--- The data ---
▽

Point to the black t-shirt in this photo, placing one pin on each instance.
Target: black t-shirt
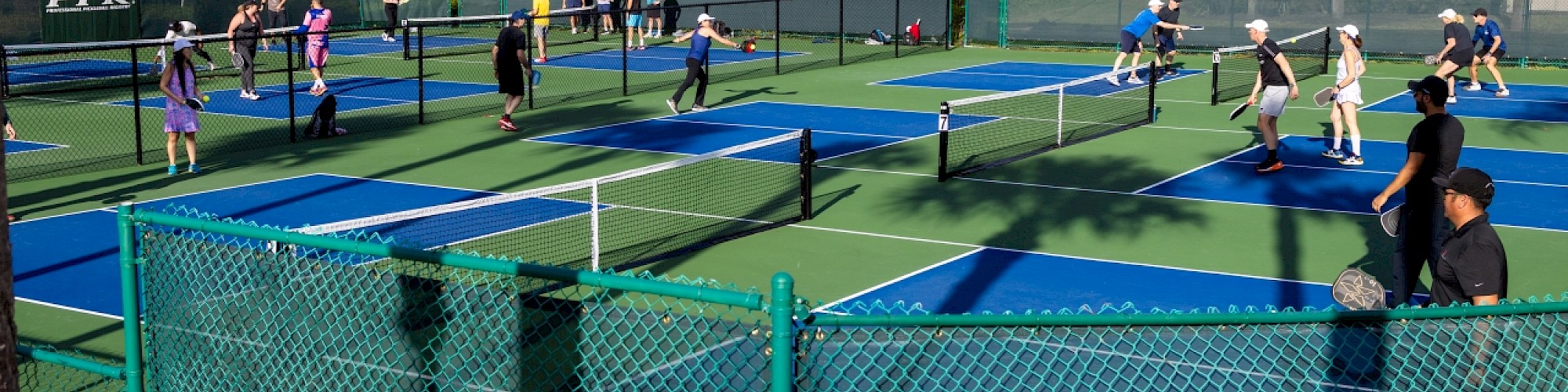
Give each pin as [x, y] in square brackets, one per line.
[1266, 64]
[1473, 264]
[510, 42]
[1462, 43]
[1440, 139]
[1171, 18]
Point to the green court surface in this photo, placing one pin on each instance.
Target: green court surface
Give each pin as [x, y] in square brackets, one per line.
[880, 214]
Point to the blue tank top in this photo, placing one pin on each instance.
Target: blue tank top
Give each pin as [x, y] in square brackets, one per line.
[700, 45]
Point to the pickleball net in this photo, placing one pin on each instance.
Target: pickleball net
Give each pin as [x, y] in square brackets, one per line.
[622, 220]
[992, 131]
[471, 35]
[1236, 68]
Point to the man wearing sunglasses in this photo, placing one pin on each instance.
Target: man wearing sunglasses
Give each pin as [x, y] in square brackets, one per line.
[1432, 151]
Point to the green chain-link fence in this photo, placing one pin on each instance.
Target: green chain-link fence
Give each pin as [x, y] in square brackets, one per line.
[234, 307]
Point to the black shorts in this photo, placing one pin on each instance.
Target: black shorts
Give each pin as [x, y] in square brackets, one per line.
[514, 82]
[1164, 45]
[1130, 43]
[1462, 59]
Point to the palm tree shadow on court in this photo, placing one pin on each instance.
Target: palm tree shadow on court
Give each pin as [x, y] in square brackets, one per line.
[1034, 214]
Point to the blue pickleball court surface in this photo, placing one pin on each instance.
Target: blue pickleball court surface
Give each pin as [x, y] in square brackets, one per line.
[18, 147]
[354, 93]
[1525, 103]
[1015, 76]
[993, 280]
[655, 59]
[71, 261]
[70, 70]
[837, 131]
[1531, 186]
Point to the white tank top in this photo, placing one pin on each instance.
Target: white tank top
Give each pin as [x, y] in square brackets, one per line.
[1343, 73]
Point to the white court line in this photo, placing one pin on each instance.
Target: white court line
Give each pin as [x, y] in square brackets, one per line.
[1392, 173]
[899, 280]
[1189, 365]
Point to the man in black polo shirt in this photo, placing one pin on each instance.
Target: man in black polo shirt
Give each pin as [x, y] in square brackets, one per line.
[1277, 81]
[1473, 267]
[1434, 151]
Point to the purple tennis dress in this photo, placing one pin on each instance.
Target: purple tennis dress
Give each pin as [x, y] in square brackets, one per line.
[176, 115]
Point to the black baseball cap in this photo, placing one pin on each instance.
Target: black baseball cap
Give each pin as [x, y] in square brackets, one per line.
[1434, 87]
[1468, 181]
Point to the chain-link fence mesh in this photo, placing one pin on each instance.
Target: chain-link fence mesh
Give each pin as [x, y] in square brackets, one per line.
[238, 307]
[1392, 29]
[230, 313]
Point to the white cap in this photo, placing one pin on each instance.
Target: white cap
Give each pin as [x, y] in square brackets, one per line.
[1351, 31]
[1258, 26]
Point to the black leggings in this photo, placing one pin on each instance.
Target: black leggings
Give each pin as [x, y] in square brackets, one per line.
[393, 21]
[247, 67]
[694, 73]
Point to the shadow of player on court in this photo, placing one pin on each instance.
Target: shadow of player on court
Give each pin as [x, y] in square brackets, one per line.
[746, 95]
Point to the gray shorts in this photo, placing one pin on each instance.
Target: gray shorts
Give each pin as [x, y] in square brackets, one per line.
[1272, 103]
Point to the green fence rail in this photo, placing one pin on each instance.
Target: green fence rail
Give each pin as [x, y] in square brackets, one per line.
[236, 307]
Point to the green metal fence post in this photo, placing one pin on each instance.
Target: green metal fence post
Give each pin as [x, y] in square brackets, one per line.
[783, 336]
[1001, 24]
[129, 285]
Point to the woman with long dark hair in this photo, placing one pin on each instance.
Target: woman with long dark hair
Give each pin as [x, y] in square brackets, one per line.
[180, 111]
[702, 40]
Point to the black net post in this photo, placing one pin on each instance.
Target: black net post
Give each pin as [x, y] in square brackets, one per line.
[808, 159]
[421, 70]
[898, 23]
[405, 42]
[5, 70]
[1214, 82]
[779, 40]
[136, 107]
[294, 123]
[942, 136]
[1329, 37]
[1155, 79]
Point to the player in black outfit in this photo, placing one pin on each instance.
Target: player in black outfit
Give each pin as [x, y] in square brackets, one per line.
[1166, 38]
[1473, 269]
[1457, 49]
[510, 57]
[1434, 151]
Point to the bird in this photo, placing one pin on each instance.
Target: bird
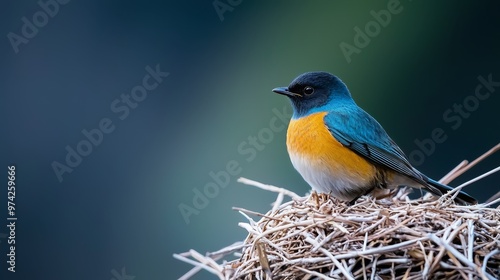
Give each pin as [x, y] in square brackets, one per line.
[340, 149]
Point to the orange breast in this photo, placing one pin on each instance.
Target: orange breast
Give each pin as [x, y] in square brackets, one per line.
[308, 138]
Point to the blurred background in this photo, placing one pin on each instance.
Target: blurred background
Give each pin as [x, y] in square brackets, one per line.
[138, 196]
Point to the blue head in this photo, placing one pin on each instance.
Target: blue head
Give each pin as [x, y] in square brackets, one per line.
[315, 92]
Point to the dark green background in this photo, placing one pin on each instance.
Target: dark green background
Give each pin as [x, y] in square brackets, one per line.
[119, 207]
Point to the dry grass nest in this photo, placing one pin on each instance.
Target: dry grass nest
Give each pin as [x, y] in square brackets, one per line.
[319, 237]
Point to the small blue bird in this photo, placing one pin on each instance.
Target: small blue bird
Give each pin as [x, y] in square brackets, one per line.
[340, 149]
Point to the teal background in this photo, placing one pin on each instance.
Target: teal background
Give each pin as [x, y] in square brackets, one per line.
[120, 206]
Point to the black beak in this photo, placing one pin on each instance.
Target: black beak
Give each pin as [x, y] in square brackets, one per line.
[285, 91]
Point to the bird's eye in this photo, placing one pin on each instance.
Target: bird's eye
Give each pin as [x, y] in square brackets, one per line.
[308, 90]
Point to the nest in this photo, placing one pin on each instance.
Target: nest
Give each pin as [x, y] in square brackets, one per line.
[319, 237]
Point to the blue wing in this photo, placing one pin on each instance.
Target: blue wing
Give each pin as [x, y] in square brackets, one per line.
[357, 130]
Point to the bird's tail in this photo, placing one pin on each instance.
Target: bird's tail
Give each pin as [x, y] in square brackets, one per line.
[461, 198]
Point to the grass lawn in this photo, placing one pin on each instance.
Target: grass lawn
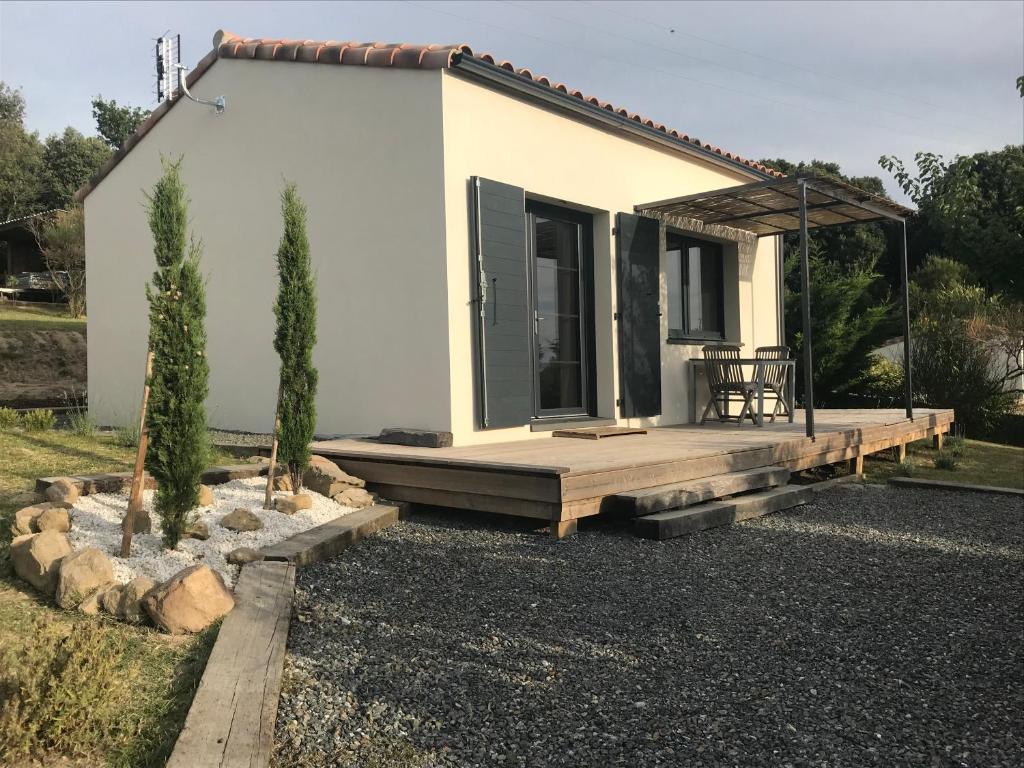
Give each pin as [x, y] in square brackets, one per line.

△

--- What is expected ---
Please rewrite the listing, starting at its beginning and ending with the line that contains "[1034, 214]", replacing "pin" with "marker" and keeping everything else the same. Leave the pictures out of your answer.

--- Answer for the task ---
Point to the black t-shirt in this photo, placing one marker on each instance.
Target: black t-shirt
Give each marker as [x, y] in square brackets, one per line.
[1266, 64]
[1473, 264]
[510, 42]
[1462, 43]
[1440, 139]
[1171, 18]
Point to the green court surface in this photo, placing one marker on each instance.
Target: green court surface
Give each marker as [x, y] in square brackets, one per line.
[880, 214]
Point to the blue tank top in this photo, placing one marker on each instance.
Target: blue tank top
Give each marker as [x, y] in square brackets, one per line.
[700, 45]
Point to the pickleball net in this photo, placing one marker on each instance.
Target: pickleball net
Give each marker as [x, y] in square brackets, one per line.
[622, 220]
[992, 131]
[471, 35]
[1236, 68]
Point to the man wearing sunglasses in this photo, placing one marker on each instance.
Target: man wearing sunglasses
Give each marker as [x, y] in square brackets, one per line.
[1432, 151]
Point to the green chain-link fence in this photo, placing one marker on each instance.
Target: green chain-link fence
Give each marker as [x, y] in square brackets, one per line.
[234, 307]
Point to the black shorts in this photo, placing one marker on each instance.
Target: black shorts
Give each marker as [x, y] in square brackets, one per line.
[514, 82]
[1164, 45]
[1130, 43]
[1462, 59]
Point to the palm tree shadow on court in this photo, placing one marker on each instance.
Target: palm tree shadow on court
Give each marker as [x, y] in square brackets, one per line.
[1034, 214]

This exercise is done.